#### [BRANO PROPOSTO]
###

Ieri parlavamo dell’entrata in vigore della pillola abortiva Ru486, il metodo di aborto chimico che negli altri Paesi europei esiste da tempo (in Francia è in commercio da 11 anni), ma che in Italia ha dovuto superare un lungo periodo sperimentale prima di poter essere autorizzata. Ora, all’indomani dall’approvazione, cerchiamo di capire come funziona, e perché fa così tanta paura al Vaticano.
La pillola Ru486 è in grado di interrompere una gravidanza in cui l’ovulo è già stato fecondato, dunque non deve essere confusa con la cosiddetta “pillola del giorno dopo“, che ha tutt’altra funzione, anche se la finalità è sempre la stessa. La nuova pillola è a base di mifepristone, e per poter interrompere la gravidanza, ha bisogno del supporto di un altro farmaco, la prostaglandina, la quale provoca delle contrazioni uterine che consentono l’espulsione dell’embrione.
La pillola può essere assunta anche oltre le 48 ore dal concepimento, ma non in qualsiasi momento. Ogni Paese ha infatti una scadenza differente in base alla legislazione, ed in Italia questa scadenza è fissata alla settima settimana di gestazione, superata la quale diventa pericoloso assumere il farmaco, e delle volte anche inutile. Dopo tale soglia, se si vuol interrompere una gravidanza, lo si può fare solo chirurgicamente, e solo nel caso in cui sussistano pericoli per la salute della madre o del feto. Secondo le rilevazioni effettuate negli anni passati negli altri Paesi, la Ru486 non è completamente efficiente, ma ha un tasso di successo del 98,5%.
Nel Paese della Chiesa però (che non è il Vaticano, ma l’Italia intera), l’aborto è visto come un abominio, ed è facile immaginare la reazione ecclesiastica alla notizia che semplicemente con una pillola si può evitare di far nascere un bambino. Per questo le più alte cariche della Chiesa hanno tuonato contro l’introduzione della pillola, e mentre il Papa parla di scomunica per tutti coloro che hanno a che fare con essa, Mons. Fisichella ha chiesto alla politica di intervenire. E la reazione del Governo non si è fatta attendere.

###

#### [COMPITI DA SVOLGERE]
a. Estrai dal brano sulla pillola Ru486 il pezzo compreso tra "Ieri parlavamo dell’entrata" e "consentono l’espulsione dell’embrione.", inclusi, copiandolo parola per parola.
b. Prosegui il brano sulla pillola Ru486 partendo da dopo la sua ultima frase.
I dati qui sotto sono materiale a sé e non fanno parte del brano.

#### [ESTRATTO DEI DATI]
###

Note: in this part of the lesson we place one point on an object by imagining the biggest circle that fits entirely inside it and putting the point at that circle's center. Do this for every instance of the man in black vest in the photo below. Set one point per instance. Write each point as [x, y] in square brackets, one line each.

###

#### [LE RISPOSTE]
a.
Ieri parlavamo dell’entrata in vigore della pillola abortiva Ru486, il metodo di aborto chimico che negli altri Paesi europei esiste da tempo (in Francia è in commercio da 11 anni), ma che in Italia ha dovuto superare un lungo periodo sperimentale prima di poter essere autorizzata. Ora, all’indomani dall’approvazione, cerchiamo di capire come funziona, e perché fa così tanta paura al Vaticano.
La pillola Ru486 è in grado di interrompere una gravidanza in cui l’ovulo è già stato fecondato, dunque non deve essere confusa con la cosiddetta “pillola del giorno dopo“, che ha tutt’altra funzione, anche se la finalità è sempre la stessa. La nuova pillola è a base di mifepristone, e per poter interrompere la gravidanza, ha bisogno del supporto di un altro farmaco, la prostaglandina, la quale provoca delle contrazioni uterine che consentono l’espulsione dell’embrione.

b.
Se non saranno poste regole rigide alla commercializzazione del prodotto entro Ferragosto (finora l’unica regola è che la pillola non sarà venduta in farmacia, ma assegnata soltanto negli ospedali), allora ci penserà il Governo a porre paletti molto limitativi. Quelli di cui si parla in questa fase preliminare sono il ricovero per l’espulsione dell’embrione, praticamente una procedura simile a quella classica dell’aborto, ma senza intervento chirurgico, ed il test psicologico alle aspiranti abortiste. Secondo le prime indiscrezioni, tale test sarà il vero filtro per l’accesso alla pillola abortiva, in quanto verrà negato alle donne che non hanno un’alta soglia del dolore, e a quelle sole e prive di assistenza. La cosa assurda, che speriamo non venga mai presa in considerazione, è che la terapia sarà negata anche alle donne straniere (a meno che non parlino perfettamente l’italiano), a quelle che abitano a più di un’ora dall’ospedale e addirittura a chi non possiede un auto, scelta incomprensibile che fa capire l’inattendibilità di questo Governo in materia di salute.